Written task: Repeat all of the data below word for word, with no changes.
***** Exercise inputs *****
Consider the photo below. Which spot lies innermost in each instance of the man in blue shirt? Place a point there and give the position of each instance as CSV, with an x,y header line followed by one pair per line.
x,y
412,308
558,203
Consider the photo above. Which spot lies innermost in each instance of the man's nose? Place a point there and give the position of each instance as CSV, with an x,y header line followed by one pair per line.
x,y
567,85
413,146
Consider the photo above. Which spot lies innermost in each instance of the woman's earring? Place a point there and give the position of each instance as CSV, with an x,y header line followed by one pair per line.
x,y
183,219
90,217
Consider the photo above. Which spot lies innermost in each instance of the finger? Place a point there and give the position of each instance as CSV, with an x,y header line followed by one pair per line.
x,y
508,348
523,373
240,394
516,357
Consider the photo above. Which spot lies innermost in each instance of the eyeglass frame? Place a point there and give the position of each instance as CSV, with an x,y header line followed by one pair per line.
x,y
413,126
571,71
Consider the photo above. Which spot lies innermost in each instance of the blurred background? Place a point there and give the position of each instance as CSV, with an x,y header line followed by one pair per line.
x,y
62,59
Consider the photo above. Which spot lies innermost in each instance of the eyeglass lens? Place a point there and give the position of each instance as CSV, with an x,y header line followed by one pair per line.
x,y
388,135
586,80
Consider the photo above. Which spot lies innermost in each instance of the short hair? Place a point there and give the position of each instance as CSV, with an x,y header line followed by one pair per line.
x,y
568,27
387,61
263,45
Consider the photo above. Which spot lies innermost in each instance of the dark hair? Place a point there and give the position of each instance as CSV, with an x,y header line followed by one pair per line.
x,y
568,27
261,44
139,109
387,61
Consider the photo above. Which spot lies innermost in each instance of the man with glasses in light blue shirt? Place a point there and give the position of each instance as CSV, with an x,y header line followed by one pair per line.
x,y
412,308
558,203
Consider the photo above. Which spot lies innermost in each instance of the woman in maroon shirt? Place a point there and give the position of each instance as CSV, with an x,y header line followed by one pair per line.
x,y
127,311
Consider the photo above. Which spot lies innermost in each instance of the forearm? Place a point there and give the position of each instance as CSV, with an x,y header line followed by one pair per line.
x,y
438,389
*****
Exercise result:
Consider the photo below. Which spot lies innermost in each instance of the man in blue shirt? Place a point there and give the position of each instance as CSV, with an x,y header line followed by one pair per line.
x,y
412,308
558,203
Consider the photo above. Which spot lies innermost in each instance of the man's nose? Place a point there and give the position of each instance as CSV, with an x,y header line followed by one pair per line.
x,y
567,85
413,146
Consider the photo above. Which spot lies innermost in each instance of the woman's earring? Place a point there and give the position of each instance as CSV, with an x,y header line followed by one pair per line.
x,y
183,219
90,217
Consider the photo above. Which spot lies innermost in each instance of the finger? Place a point there and give the position of each instance as CSV, with an x,y header line followed by one pair per line.
x,y
508,348
523,373
240,394
516,357
Consider the photo above. Which spot lies innermost in each instance of the eyeglass frame? Place a point there and give the position of each instance as CSV, with an x,y header line followed by one pair per line.
x,y
413,126
571,71
Consider the photo above. Which spot lies innermost in each instance of the blurred background? Place a point there and give the position of each instance as CSV, with an x,y header line followed by one pair per line.
x,y
62,59
Consider the photo above. Which spot lies innermost in each instance of the eyeglass lens? Place a point there and give the position of each instance as CSV, with an x,y header line followed by one pair per line.
x,y
388,135
586,80
Consider the photo above. Which spot lies innermost in each instance of the short hair? Place a point there and give the position of each instance as CSV, with an x,y header line followed by one pair per line.
x,y
568,27
387,61
263,45
Consider the photo above. Which spot lies innermost in each instance of the dark hair? Place a point there and give the position of each instance as CSV, with an x,y header line followed by one pair per line.
x,y
568,27
261,44
139,109
387,61
Consider the photo above. Which spot lies innermost in each instance of the man with glasses in light blue shirt? Place a point there and give the position of each instance as CSV, with an x,y header line followed by one pair per line.
x,y
412,308
558,203
Consider the photo above. Which spot lies innermost in each instance of the woman in maroon shirt? Place a point there and give the position of each instance as CSV, with an x,y header line followed by one pair per line.
x,y
127,311
Consider the photo above. Which spot lies innermost in each instance of the forearm? Place a point there and give the position of each instance as CSV, with an x,y header line followed by one pair per line.
x,y
438,389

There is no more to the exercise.